→ Teks Hasil Ekstraksi:
▼▼▼
Selain didukung oleh “resep klasik” infrastruktur, kebijakan, dan penguasaan sains dan teknologi yang baik, mitigasi dan manajemen bencana di Jepang tidak lepas dari kuatnya dan bangkitnya nilai-nilai solidaritas sosial a la Jepang, yang kurang lebih dapat diintisarikan dalam tiga prinsip, yaitu solidaritas, altruisme, dan ganbaru, sebuah istilah khas Jepang, yang agak susah untuk dicarikan padanannya dalam bahasa Inggris maupun Indonesia, namun dapat diterjemahkan secara bebas sebagai “semangat berjuang”. Kita mengenal Magna Charta dan Habeas Corpus sebagai dokumen penting di peradaban Barat. Dalam konteks Jepang, dokumen yang menjadi landasan politik kewargaan dan solidaritas sosial Jepang, menurut Nitobe Inazo, salah seorang diplomat dan pemikir kenamaan Jepang, adalah Bushido.

Cerita-cerita heroik dan mengharukan tentang segerombolan anak yang membagikan makanan dan permen bagi para pengungsi dan warga yang memerlukan, para kepala desa yang terpaksa harus meregang nyawa demi menyelematkan warganya, hingga kerelaan orang-orang untuk tetap mengantri demi mendapatkan makanan dan berbagai bantuan serta fasilitas lainnya, menunjukkan bagaimana etika Bushido tetap hidup sebagai pedoman politik kewargaan, untuk bersama bangkit, maju bersama komunitas dengan kaki dan usaha sendiri. Tidak heran jika kemudian PM Naoto Kan sudah mendeklarasikan kebijakan “New Deal” atau percepatan perkembangan ekonomi melalui rekonstruksi pasca bencana. Tentu nilai-nilai Jepang bukanlah yang paling sempurna, begitu banyak kritisisme yang dapat ditujukan kepada kondisi Jepang kontemporer, mulai dari tafsir apologetik akan sejarah kelam militerismenya, kurangnya progresivitas politik, hingga lesunya ekonomi. Namun demikian, begitu banyak hal-hal yang kita bisa pelajari dari Jepang, terutama sekali dalam masa berkabung dan keprihatinan pasca bencana, yang merupakan momentum bagi Jepang untuk merefleksikan diri demi merajut masa depan.
▲▲▲
→ Kumpulan Data:
▼▼▼
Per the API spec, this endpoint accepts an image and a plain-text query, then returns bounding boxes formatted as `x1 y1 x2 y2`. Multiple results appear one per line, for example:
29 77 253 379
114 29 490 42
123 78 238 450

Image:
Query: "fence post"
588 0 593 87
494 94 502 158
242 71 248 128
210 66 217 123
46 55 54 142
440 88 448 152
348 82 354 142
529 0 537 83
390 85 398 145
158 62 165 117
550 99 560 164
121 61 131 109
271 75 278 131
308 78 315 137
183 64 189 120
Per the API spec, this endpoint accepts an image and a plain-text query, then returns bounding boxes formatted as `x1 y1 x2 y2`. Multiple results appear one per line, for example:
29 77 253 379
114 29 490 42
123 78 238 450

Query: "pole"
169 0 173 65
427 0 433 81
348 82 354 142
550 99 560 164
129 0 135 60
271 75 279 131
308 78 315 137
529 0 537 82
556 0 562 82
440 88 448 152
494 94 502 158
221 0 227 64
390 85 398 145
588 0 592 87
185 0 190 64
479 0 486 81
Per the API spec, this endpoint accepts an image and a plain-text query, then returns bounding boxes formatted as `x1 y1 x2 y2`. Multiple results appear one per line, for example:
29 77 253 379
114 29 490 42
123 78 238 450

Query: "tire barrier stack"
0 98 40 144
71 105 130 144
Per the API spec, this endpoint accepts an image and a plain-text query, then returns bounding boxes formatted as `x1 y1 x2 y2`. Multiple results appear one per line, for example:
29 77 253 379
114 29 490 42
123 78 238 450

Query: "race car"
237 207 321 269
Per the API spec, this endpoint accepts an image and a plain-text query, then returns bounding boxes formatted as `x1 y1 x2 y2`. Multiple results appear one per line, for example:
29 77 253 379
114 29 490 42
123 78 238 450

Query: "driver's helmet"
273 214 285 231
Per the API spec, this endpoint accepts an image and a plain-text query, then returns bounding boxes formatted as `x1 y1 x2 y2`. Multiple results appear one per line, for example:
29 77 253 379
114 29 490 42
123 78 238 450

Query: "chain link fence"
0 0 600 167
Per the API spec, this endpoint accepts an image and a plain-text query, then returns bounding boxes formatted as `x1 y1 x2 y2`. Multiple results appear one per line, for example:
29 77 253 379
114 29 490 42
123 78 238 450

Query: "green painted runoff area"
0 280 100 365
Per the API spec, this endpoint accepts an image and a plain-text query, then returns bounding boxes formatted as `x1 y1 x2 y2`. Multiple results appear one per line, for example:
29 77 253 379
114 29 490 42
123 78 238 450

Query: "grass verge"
▲▲▲
→ Daftar Tugas:
**A.** Cetak bagian teks tentang solidaritas Jepang mulai dari "Selain didukung oleh" sampai dengan "kenamaan Jepang, adalah Bushido.".
**B.** Tuliskan lanjutan teks tentang solidaritas Jepang setelah kalimat terakhirnya.

→ Jawaban per Tugas:
**A.**
Selain didukung oleh “resep klasik” infrastruktur, kebijakan, dan penguasaan sains dan teknologi yang baik, mitigasi dan manajemen bencana di Jepang tidak lepas dari kuatnya dan bangkitnya nilai-nilai solidaritas sosial a la Jepang, yang kurang lebih dapat diintisarikan dalam tiga prinsip, yaitu solidaritas, altruisme, dan ganbaru, sebuah istilah khas Jepang, yang agak susah untuk dicarikan padanannya dalam bahasa Inggris maupun Indonesia, namun dapat diterjemahkan secara bebas sebagai “semangat berjuang”. Kita mengenal Magna Charta dan Habeas Corpus sebagai dokumen penting di peradaban Barat. Dalam konteks Jepang, dokumen yang menjadi landasan politik kewargaan dan solidaritas sosial Jepang, menurut Nitobe Inazo, salah seorang diplomat dan pemikir kenamaan Jepang, adalah Bushido.

**B.**
Momen Kontemplasi

Politik kewargaan Jepang yang didasarkan atas solidaritas, altruisme, dan kepercayaan publik terhadap sesama anggota komunitas seakan-akan menegur kita. Ada sebuah ancaman besar yang hidup bersama mereka, dan Jepang berhasil menjadikan ancaman itu sebuah pedoman bagi kehidupan publik, yang diterjemahkan di berbagai lini mulai dari pendidikan, sains dan teknologi, kebijakan, infrastruktur, dan lain-lain. Tidak ada liputan-liputan televisi yang berlebih-lebihan dan mendayu-dayu, diiringi dengan lagu-lagu sedih, ataupun pendapat-pendapat yang berisi dogma-dogma, takhayul-takhayul, maupun penafsiran-penafsiran yang sepihak dan tidak perlu.

Hal ini begitu kontras dengan kita, yang masih berkutat dan terjerembab di lubang yang sama, mulai dari isu kebebasan beragama, hiruk-pikuk media, kesenjangan sosial, hingga keamanan. Indonesia 2011 tidak kalah mirip dengan Jepang di era 1920-an, ketika militerisme dan fundamentalisme menguasai diskursus publik.

Tak sedikit dari kita yang masih berani untuk “bermain Tuhan,” mengaitkan-ngaitkan bencana sebagai bentuk karma dengan masa lalu dan “kemaksiatan” Jepang. Tak sedikit yang menganggap bencana ini adalah “hasil konspirasi Amerika,” meskipun jumlah korban semakin meningkat tiap harinya. Seakan-akan ingin turut menambah keruh persoalan, Gubernur Tokyo, Ishihara Shintaro, seorang politisi sayap kanan, juga menganggap bahwa tsunami kali ini adalah “divine punishment” hukuman dari langit untuk menghapus dosa-dosa dan egoisme bangsa Jepang. Ingin rasanya saya mengelus dada dan menghela napas, seraya menangadahkan muka ke langit dan berkata “Tuhan, kapan kita bebas dari kebencian?”

Membangkitkan kembali politik kewargaan

Deretan bencana di Jepang menyadarkan peran kita sebagai anggota komunitas. Lebih penting lagi, solidaritas dan modal sosial yang kembali hidup dan bangkit pasca bencana menunjukkan bahwa masih ada kesempatan bagi politik kewargaan yang berdasarkan pada nilai kebersamaan, kesetaraan, dan kepercayaan.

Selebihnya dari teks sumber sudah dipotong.